▸ **Quoted text**:

-=-=-

Skip to content

jonjozwiak/aws-discovery-utils

 
 

Folders and files

NameName
Last commit message
Last commit date

Latest commit

 

History

21 Commits
 
 
 
 
 
 
 
 
 
 
 
 
 
 
 
 
 
 
 
 
 
 
 
 
 
 
 
 
 
 
 
 
 
 
 
 

Repository files navigation

AWS Discovery Utilities

Utilities for use with the AWS Discovery Service API.

Export Utility

Using the export.py script, you can collect and organize Discovery data to a specified local location.

Set up

Before running the export script, make sure you have boto3 installed with pip install boto3 and have the proper AWS credentials set according to the instructions here. Please refer to the boto3 documentation for any related installation issues.

Usage

The script can be called by running python export.py. There are several optional command-line arguments you can pass in:

  • --directory [path to directory] : Path to directory (as string) in which to store the exported data. If no directory is provided, the default is the current working directory.
  • --start-time [start timestamp] : The start timestamp from which to start exporting data. If no start timestamp is provided or an agent was registered after the start timestamp, data will be exported starting from registration time. Example format (YYYY-MM-DDTHH:MM): 2017-05-10T12:00.

-=-=-

▸ **Material**:

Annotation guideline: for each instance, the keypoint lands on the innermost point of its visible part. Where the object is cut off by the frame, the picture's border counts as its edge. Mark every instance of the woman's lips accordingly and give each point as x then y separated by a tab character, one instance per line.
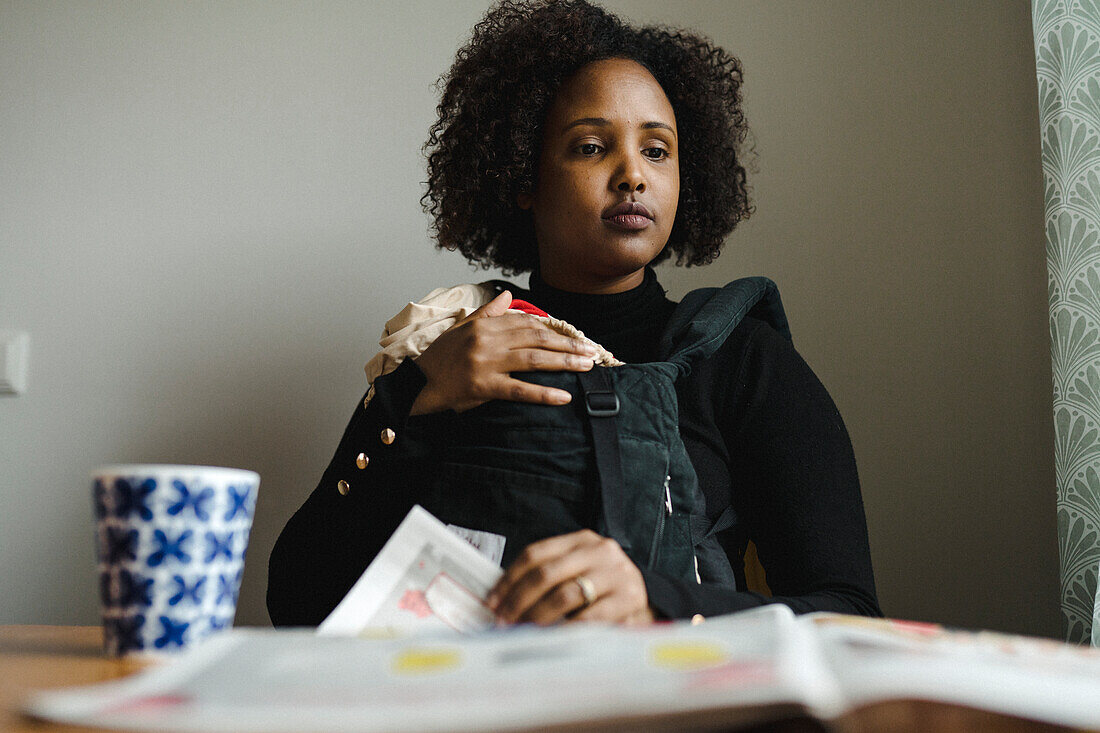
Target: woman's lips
628	221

-=-=-

▸ **Tasks to perform**:
- 1) Answer these questions using the README:
(a) Which package must be installed before running the export script?
(b) What command runs the script?
(c) Where is exported data stored when no directory is given?
- 2) From the README, extract the passage that begins at the words "Export Utility" and ends after "related installation issues.".
The data has no connection to the README.

▸ **Completed exercise**:
- 1)
(a) boto3
(b) python export.py
(c) The current working directory

- 2)
Export Utility

Using the export.py script, you can collect and organize Discovery data to a specified local location.

Set up

Before running the export script, make sure you have boto3 installed with pip install boto3 and have the proper AWS credentials set according to the instructions here. Please refer to the boto3 documentation for any related installation issues.